Stored items

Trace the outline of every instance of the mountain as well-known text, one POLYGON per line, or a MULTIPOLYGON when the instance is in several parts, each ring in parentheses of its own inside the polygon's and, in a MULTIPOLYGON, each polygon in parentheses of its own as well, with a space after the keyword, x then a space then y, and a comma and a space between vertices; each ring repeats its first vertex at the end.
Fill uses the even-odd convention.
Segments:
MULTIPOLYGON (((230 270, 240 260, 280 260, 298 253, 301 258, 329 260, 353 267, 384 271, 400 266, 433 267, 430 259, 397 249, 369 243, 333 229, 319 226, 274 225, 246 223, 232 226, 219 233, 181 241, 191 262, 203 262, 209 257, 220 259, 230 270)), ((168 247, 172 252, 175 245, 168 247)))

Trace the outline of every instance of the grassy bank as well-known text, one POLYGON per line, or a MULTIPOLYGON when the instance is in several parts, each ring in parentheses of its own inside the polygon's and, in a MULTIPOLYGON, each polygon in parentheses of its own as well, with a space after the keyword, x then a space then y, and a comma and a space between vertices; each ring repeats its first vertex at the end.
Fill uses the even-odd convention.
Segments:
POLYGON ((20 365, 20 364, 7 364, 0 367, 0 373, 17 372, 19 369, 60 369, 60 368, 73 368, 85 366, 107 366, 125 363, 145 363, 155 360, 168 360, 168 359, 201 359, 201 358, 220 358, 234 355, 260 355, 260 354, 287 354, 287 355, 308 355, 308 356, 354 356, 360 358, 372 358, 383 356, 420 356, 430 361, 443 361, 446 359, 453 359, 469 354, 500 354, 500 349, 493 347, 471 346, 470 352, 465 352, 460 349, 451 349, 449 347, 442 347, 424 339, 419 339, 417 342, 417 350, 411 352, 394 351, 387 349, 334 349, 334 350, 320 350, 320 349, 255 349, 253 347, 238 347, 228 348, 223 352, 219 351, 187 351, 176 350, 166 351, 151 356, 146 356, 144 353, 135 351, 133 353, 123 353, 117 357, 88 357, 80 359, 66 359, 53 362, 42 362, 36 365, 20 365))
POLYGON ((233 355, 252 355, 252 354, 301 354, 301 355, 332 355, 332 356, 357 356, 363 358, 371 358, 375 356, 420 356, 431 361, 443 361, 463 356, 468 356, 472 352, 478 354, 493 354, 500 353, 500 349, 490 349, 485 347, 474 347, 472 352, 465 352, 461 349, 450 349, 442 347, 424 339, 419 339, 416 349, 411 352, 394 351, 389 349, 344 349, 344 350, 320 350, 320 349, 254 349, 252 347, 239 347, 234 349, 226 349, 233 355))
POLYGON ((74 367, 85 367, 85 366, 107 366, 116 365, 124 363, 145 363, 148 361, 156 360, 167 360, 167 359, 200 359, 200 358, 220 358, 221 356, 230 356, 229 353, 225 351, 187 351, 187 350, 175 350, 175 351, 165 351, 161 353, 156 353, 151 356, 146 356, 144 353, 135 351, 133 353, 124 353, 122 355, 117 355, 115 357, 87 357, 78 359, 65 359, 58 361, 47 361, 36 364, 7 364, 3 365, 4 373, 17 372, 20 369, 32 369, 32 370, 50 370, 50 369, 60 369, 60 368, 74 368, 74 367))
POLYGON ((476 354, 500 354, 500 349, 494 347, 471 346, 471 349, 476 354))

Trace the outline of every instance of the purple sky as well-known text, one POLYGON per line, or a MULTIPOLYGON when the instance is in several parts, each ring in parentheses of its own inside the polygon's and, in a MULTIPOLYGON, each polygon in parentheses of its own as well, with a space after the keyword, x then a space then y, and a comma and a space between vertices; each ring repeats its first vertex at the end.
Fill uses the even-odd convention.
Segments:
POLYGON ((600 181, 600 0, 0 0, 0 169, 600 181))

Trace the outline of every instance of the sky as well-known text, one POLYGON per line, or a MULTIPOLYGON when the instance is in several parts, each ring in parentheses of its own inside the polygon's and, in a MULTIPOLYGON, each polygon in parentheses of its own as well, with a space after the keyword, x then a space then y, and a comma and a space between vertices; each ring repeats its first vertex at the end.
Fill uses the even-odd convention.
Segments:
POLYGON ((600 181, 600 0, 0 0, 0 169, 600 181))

_Work to complete_
Copy every line from the records above that contains the string "between".

_Written response_
Trace the outline of every instance of the mountain as well-known text, one POLYGON per line, or a MULTIPOLYGON when the instance is in several parts, each ring in parentheses of its own inside the polygon's and, in a MULTIPOLYGON, each polygon in parentheses of its own as well, with a space after the keyword, x then a space then y, and a comma and a space between vertices; each ring repeats its first vertex at the end.
Trace the outline of every instance of the grassy bank as well-known text, one POLYGON per line, or a MULTIPOLYGON when the instance is in several parts, each ring in parentheses of its own inside the polygon's and, in a MULTIPOLYGON, each polygon in parentheses of its own as well, with a space after the keyword, x then a space then y, and a comma and a space between vertices; each ring repeats its first vertex at the end.
Trace the outline of every instance of the purple sky as well-known text, one POLYGON per line, or a MULTIPOLYGON when the instance is in several parts, each ring in parentheses of its own inside the polygon's and, in a MULTIPOLYGON, each polygon in parentheses of its own as well, with a space after the keyword, x then a space then y, and a comma and a space between vertices; each ring repeats its first vertex at the end.
Trace the outline of every instance of the sky as well-known text, one POLYGON per line, or a MULTIPOLYGON when the instance is in several parts, each ring in parentheses of its own inside the polygon's and, in a MULTIPOLYGON, each polygon in parentheses of its own as well, with a space after the keyword, x then a space then y, and a comma and a space between vertices; each ring repeats its first vertex at the end.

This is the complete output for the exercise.